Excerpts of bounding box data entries
%%

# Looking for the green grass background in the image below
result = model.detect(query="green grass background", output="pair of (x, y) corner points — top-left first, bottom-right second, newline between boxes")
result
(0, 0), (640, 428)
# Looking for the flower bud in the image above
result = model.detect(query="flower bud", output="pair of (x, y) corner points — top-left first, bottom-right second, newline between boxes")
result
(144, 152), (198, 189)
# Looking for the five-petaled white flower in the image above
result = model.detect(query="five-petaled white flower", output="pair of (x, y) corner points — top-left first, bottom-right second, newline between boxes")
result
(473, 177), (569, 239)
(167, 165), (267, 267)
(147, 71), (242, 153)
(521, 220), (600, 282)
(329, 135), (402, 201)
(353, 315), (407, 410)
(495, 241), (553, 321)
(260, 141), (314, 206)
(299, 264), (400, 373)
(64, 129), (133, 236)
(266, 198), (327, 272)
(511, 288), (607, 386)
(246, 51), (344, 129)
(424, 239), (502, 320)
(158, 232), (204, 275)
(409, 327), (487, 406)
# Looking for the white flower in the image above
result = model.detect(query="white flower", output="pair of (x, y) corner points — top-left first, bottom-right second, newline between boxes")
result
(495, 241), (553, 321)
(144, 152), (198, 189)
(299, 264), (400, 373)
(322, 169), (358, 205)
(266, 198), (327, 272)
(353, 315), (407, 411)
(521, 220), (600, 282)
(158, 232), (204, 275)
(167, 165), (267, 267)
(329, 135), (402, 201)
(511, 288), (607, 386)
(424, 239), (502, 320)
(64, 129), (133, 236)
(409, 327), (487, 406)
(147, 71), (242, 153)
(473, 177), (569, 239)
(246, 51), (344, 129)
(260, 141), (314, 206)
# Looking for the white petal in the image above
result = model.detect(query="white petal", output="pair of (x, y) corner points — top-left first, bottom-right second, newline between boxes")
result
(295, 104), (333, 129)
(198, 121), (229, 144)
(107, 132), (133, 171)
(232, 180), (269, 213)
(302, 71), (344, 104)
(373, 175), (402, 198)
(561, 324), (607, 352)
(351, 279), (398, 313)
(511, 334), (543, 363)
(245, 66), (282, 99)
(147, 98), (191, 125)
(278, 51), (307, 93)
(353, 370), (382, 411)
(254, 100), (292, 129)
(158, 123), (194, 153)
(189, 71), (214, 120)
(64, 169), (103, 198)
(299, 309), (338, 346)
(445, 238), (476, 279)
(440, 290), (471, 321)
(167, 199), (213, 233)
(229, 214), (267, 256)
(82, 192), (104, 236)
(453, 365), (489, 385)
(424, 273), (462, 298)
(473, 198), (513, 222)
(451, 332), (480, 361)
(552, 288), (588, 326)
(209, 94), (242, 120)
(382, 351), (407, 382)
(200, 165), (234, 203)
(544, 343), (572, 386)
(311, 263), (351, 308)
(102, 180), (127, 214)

%%
%%

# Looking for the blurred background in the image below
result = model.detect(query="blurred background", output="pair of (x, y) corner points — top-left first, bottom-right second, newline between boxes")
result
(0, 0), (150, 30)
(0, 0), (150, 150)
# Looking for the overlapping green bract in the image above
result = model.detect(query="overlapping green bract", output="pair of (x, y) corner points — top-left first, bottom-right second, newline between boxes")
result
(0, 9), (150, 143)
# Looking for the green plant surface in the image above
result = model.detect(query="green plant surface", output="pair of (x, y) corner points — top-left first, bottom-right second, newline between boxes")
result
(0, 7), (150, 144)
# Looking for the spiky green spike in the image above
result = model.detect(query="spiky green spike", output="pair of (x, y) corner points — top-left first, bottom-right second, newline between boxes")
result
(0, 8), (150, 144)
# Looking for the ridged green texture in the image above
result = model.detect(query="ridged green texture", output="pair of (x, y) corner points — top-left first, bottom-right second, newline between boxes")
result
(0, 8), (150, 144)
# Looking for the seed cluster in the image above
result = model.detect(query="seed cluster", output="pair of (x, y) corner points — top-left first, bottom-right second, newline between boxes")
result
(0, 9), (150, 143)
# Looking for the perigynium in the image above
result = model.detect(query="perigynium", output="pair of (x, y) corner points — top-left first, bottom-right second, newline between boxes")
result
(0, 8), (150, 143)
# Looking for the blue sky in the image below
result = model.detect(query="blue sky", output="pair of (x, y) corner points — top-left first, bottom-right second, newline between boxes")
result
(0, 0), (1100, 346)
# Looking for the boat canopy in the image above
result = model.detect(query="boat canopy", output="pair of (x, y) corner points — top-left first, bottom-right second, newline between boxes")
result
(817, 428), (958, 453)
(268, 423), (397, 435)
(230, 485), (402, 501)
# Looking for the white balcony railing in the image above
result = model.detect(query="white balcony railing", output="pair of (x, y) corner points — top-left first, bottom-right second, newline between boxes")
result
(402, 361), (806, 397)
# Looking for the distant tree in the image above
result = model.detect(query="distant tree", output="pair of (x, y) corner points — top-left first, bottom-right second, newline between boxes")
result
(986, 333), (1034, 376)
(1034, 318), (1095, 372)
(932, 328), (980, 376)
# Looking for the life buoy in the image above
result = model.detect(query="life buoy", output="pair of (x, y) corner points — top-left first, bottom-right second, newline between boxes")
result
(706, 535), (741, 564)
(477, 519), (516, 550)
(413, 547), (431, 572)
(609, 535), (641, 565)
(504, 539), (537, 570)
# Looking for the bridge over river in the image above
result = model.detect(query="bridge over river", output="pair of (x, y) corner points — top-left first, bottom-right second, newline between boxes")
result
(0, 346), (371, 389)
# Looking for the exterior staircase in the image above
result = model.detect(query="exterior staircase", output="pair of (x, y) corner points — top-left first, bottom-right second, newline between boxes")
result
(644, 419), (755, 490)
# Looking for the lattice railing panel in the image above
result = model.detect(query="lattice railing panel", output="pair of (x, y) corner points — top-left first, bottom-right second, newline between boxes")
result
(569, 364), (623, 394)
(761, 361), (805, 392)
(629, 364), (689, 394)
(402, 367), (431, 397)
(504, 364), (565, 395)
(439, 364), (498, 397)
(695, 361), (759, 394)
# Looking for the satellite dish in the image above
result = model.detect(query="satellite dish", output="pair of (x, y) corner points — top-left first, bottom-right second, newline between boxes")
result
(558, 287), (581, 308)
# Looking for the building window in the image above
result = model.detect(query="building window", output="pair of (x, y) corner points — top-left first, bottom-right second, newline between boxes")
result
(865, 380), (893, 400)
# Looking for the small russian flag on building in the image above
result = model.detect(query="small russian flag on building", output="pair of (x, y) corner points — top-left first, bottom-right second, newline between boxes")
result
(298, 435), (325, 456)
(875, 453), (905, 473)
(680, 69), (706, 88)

%%
%%

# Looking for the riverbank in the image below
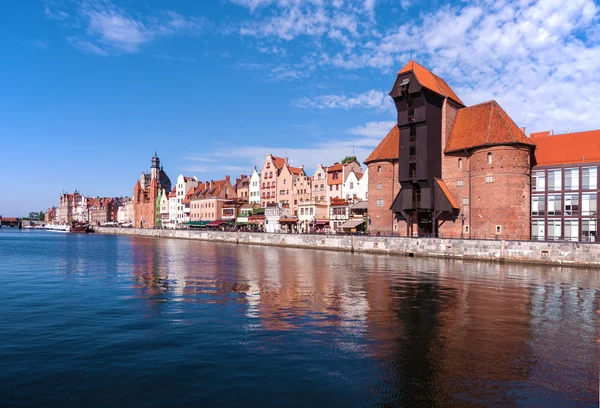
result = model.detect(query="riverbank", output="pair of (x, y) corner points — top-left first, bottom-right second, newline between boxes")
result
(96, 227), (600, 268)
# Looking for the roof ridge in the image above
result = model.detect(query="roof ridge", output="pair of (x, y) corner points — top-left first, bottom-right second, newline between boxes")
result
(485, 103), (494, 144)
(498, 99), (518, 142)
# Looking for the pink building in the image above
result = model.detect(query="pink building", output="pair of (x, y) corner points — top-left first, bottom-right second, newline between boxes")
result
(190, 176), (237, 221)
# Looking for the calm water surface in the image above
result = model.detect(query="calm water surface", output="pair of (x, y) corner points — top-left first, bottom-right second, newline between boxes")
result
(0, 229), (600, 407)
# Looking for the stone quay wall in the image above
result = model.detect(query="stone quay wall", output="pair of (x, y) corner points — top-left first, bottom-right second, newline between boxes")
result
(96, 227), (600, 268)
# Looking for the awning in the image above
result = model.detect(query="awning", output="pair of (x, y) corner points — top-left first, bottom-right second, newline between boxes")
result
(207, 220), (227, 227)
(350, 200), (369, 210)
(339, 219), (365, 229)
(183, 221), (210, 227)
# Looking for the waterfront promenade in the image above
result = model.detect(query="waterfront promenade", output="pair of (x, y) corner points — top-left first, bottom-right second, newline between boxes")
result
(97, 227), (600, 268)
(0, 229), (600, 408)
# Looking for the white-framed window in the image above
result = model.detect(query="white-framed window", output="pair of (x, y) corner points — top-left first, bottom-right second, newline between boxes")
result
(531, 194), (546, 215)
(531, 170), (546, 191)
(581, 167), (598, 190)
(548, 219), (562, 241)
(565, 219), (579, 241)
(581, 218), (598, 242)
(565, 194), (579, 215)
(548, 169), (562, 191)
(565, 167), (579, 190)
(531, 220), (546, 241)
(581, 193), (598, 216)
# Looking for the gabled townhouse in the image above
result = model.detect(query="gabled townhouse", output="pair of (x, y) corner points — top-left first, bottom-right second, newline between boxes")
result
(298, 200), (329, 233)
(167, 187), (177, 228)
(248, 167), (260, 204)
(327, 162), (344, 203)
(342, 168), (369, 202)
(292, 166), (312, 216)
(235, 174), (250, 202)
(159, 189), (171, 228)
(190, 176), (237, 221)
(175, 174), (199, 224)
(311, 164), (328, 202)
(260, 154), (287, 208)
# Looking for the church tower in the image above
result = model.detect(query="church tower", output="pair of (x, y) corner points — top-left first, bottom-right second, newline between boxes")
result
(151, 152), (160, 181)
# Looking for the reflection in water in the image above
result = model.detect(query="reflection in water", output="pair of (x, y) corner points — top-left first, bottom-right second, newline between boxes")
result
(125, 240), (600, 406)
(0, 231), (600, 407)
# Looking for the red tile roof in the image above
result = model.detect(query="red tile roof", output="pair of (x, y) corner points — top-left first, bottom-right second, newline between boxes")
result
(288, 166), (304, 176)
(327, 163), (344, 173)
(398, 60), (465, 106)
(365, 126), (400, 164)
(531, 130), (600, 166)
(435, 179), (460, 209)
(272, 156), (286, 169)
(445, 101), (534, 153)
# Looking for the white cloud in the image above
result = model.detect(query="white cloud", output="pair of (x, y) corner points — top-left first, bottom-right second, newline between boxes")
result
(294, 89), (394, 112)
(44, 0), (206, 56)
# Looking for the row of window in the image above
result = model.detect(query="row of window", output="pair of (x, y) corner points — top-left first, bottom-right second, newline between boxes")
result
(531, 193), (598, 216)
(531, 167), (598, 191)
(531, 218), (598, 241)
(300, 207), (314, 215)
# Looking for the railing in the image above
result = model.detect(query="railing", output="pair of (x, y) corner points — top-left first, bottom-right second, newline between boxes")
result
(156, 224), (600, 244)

%%

_Set exercise_
State how many lines in the entries contain the word "bridge", with case counting, and give only the number.

_Completed exercise_
2